::: Dataset content

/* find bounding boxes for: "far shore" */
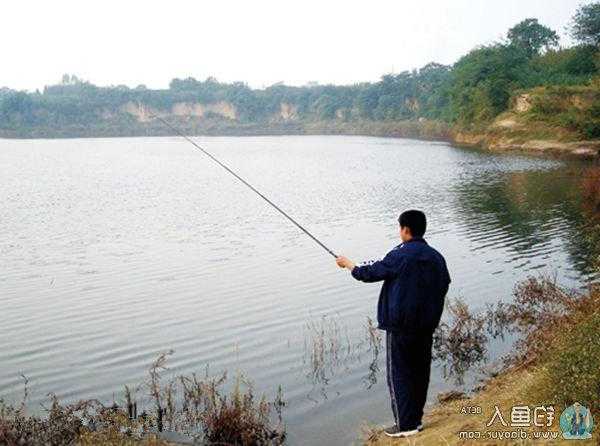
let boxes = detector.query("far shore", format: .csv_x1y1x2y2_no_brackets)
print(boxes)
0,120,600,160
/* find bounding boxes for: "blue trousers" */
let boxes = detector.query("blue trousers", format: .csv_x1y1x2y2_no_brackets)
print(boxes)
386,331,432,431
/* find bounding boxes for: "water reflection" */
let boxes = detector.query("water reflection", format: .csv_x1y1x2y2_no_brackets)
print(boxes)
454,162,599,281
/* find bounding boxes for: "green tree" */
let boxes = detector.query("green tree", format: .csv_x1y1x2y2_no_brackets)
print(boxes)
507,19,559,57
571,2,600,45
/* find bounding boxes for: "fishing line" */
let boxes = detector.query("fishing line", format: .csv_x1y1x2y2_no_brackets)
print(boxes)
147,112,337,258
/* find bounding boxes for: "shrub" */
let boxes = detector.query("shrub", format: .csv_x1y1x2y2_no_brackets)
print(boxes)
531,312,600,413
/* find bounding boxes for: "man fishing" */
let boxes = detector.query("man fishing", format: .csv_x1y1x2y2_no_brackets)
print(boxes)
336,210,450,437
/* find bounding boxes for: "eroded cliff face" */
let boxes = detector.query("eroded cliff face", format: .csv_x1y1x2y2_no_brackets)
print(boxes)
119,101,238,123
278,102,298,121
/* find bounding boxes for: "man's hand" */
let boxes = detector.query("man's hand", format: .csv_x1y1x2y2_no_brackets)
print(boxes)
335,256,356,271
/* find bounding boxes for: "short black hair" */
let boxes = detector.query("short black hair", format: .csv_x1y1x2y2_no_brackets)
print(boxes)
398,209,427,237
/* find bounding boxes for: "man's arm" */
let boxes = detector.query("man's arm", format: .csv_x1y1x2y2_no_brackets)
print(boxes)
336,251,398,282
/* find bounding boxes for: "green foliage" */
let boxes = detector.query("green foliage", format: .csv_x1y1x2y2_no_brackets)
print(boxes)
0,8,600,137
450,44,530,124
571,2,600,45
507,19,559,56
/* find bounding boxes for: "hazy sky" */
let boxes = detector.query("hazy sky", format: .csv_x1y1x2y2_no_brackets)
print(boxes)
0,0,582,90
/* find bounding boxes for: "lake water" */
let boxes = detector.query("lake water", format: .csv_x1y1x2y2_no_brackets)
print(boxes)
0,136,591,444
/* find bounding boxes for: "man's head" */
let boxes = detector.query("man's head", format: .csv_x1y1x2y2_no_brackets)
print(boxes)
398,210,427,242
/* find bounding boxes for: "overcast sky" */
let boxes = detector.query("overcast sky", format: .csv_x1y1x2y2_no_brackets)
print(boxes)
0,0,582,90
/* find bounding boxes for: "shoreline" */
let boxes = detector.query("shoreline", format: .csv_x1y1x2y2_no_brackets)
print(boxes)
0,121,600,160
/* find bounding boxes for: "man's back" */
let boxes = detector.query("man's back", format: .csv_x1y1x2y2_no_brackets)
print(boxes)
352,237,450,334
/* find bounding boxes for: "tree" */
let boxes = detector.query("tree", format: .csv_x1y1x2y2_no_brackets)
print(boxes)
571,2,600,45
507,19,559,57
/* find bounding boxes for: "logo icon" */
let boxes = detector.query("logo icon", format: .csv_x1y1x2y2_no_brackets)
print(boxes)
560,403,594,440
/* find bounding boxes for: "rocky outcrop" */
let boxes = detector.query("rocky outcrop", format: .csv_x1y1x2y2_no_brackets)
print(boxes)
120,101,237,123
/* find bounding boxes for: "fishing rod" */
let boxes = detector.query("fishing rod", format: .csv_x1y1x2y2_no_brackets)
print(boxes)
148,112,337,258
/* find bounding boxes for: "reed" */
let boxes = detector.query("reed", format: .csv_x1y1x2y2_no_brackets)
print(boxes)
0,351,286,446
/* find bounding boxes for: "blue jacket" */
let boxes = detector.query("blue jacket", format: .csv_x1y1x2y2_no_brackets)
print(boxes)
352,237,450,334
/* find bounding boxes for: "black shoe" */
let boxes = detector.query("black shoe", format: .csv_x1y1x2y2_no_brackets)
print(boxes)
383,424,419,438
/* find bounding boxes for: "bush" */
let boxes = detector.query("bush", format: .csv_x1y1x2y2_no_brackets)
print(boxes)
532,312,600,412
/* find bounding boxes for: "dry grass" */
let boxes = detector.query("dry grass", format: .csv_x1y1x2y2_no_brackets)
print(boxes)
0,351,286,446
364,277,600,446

::::::
::: Dataset content

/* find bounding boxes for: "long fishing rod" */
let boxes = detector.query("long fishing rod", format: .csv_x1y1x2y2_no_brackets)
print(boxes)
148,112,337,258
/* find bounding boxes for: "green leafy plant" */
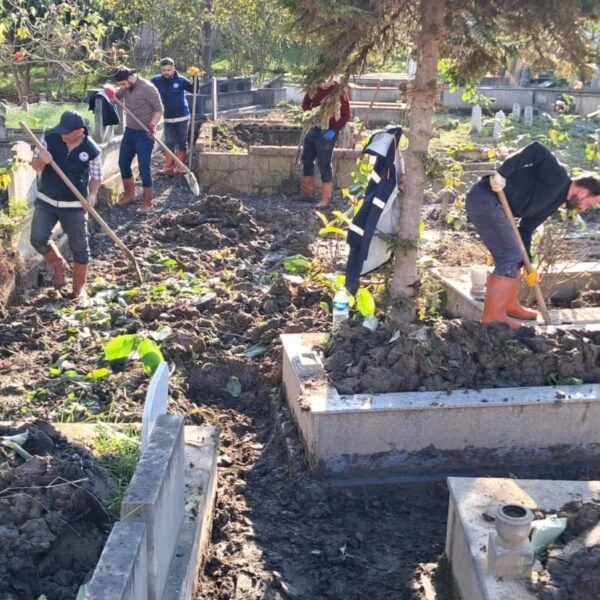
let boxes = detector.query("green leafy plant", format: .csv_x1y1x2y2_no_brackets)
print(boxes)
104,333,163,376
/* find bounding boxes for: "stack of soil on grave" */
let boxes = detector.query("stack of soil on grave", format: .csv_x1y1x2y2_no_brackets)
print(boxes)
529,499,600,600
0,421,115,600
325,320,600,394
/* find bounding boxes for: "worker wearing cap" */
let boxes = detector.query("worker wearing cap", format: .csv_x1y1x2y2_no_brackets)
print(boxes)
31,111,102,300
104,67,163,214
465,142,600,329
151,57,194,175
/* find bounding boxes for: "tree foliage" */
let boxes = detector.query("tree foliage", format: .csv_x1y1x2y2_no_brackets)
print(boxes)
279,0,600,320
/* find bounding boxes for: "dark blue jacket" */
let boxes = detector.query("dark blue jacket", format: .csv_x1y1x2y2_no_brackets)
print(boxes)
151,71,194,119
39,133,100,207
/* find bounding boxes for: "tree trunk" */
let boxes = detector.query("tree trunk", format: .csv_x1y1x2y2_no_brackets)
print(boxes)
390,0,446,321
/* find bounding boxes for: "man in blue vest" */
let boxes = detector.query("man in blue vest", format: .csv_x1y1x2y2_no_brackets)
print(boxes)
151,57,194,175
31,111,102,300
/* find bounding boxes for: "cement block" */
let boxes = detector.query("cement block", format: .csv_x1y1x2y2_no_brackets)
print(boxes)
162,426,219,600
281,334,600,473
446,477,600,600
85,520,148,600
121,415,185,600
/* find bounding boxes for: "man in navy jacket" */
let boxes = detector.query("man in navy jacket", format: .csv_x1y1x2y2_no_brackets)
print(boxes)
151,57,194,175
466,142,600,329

::::::

Locate each line in the rows above that contains the word "navy", counting only matches of the same case, and copy those lines.

▶ [Finished task]
/* find bounding boxes for: "man in navy jacket" */
let boxes = detector.query("man in navy jacket", format: .csv_x1y1x2y2_no_brackets)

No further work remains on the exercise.